[Dataset Boundary: Start]

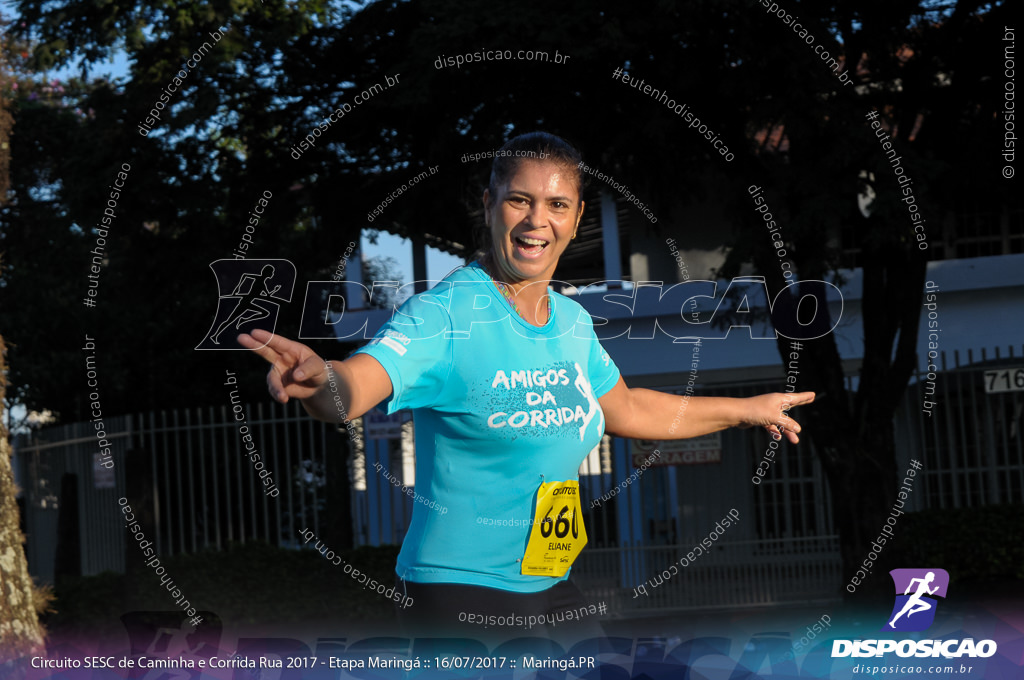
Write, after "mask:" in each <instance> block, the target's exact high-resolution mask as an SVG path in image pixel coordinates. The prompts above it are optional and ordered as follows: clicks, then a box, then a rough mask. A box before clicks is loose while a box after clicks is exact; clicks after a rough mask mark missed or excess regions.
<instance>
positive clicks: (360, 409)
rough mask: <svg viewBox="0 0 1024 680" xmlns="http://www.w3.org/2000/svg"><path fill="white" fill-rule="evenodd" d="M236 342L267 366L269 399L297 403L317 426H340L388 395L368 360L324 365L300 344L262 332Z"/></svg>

[Dataset Boundary: End]
[Dataset Boundary: Start]

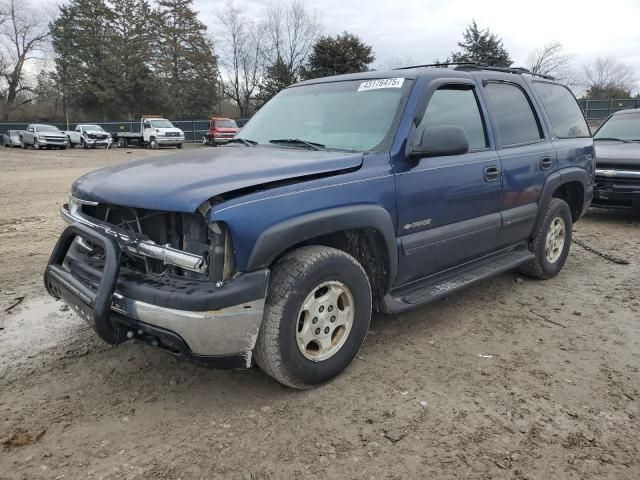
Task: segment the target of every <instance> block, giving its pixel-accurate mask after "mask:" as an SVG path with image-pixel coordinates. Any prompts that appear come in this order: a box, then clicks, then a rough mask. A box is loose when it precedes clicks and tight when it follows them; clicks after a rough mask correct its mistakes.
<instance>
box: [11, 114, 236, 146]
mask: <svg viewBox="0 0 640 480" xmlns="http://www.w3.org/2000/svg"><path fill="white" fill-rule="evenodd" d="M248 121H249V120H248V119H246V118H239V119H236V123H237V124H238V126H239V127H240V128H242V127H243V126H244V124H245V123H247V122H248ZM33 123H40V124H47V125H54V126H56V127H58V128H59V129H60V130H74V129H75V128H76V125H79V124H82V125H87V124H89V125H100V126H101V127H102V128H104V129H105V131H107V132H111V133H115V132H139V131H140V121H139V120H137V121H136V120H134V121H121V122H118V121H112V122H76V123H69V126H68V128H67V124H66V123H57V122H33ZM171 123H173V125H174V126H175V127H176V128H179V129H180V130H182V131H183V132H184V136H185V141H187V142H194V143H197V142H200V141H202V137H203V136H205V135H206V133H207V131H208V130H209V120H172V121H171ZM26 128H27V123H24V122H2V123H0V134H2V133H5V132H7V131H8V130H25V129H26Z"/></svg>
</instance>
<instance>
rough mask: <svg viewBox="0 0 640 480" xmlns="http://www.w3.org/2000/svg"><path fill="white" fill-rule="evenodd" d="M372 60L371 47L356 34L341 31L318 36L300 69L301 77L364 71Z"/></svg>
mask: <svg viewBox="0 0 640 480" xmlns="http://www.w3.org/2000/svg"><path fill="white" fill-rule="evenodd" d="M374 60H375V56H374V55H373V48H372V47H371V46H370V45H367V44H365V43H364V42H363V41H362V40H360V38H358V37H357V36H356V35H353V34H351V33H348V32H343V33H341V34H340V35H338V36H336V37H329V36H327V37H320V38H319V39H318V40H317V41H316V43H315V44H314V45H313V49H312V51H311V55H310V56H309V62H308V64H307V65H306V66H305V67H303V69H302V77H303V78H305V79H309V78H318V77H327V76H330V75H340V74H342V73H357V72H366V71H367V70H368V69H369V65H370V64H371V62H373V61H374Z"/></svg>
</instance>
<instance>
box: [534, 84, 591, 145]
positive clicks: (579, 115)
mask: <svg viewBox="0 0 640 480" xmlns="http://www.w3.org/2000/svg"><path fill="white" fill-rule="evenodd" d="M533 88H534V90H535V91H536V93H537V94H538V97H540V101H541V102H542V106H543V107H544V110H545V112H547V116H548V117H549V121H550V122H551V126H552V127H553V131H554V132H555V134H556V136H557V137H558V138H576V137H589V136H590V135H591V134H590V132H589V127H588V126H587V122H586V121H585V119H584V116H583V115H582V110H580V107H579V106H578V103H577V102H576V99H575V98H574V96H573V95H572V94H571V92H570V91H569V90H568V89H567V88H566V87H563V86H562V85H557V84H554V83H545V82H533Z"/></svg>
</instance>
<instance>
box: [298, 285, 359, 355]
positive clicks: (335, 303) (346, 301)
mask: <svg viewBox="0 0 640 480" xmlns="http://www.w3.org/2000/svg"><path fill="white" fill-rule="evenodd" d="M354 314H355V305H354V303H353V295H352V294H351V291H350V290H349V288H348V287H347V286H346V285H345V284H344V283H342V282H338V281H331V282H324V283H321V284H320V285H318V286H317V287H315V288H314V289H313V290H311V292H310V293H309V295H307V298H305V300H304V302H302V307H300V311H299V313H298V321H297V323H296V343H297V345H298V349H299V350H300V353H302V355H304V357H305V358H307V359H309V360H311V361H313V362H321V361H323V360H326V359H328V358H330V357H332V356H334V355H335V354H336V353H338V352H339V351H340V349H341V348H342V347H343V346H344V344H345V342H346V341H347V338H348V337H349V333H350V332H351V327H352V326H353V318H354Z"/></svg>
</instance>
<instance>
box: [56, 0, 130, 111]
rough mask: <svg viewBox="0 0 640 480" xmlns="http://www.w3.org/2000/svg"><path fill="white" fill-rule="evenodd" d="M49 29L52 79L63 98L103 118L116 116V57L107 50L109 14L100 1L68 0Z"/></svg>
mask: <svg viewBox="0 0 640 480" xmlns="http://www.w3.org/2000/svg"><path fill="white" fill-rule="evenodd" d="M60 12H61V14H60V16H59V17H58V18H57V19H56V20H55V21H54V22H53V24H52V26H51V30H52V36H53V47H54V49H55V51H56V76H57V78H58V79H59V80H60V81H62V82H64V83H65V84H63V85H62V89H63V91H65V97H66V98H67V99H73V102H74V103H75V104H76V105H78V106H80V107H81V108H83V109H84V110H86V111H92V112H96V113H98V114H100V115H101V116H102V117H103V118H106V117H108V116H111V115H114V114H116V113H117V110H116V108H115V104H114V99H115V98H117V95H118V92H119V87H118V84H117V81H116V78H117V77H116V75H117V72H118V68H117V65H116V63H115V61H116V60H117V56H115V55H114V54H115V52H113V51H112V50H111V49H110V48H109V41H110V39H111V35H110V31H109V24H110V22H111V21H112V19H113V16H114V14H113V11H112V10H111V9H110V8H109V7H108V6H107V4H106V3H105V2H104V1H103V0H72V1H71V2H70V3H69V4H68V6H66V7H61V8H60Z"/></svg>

[Dataset Boundary: End]

- _What to work on_: Can you convert the material, from the line with "or excess regions." through the line with "342L267 366L269 399L297", both included, into a JSON list of strings with one string per line and blank lines omitted?

- _Finished task_:
[
  "Write, after \"mask:\" in each <instance> block, the target's exact high-resolution mask as an SVG path in image pixel coordinates. The prompts above it are optional and ordered as follows: clicks, then a box, then a rough mask. A box before clicks is loose while a box after clicks is exact; clicks after a rough mask mark missed or excess regions.",
  "<instance>",
  "positive clicks: (360, 409)",
  "rough mask: <svg viewBox=\"0 0 1024 680\" xmlns=\"http://www.w3.org/2000/svg\"><path fill=\"white\" fill-rule=\"evenodd\" d=\"M236 342L267 366L269 399L297 403L317 426H340L388 395L368 360L324 365L300 344L262 332Z\"/></svg>"
]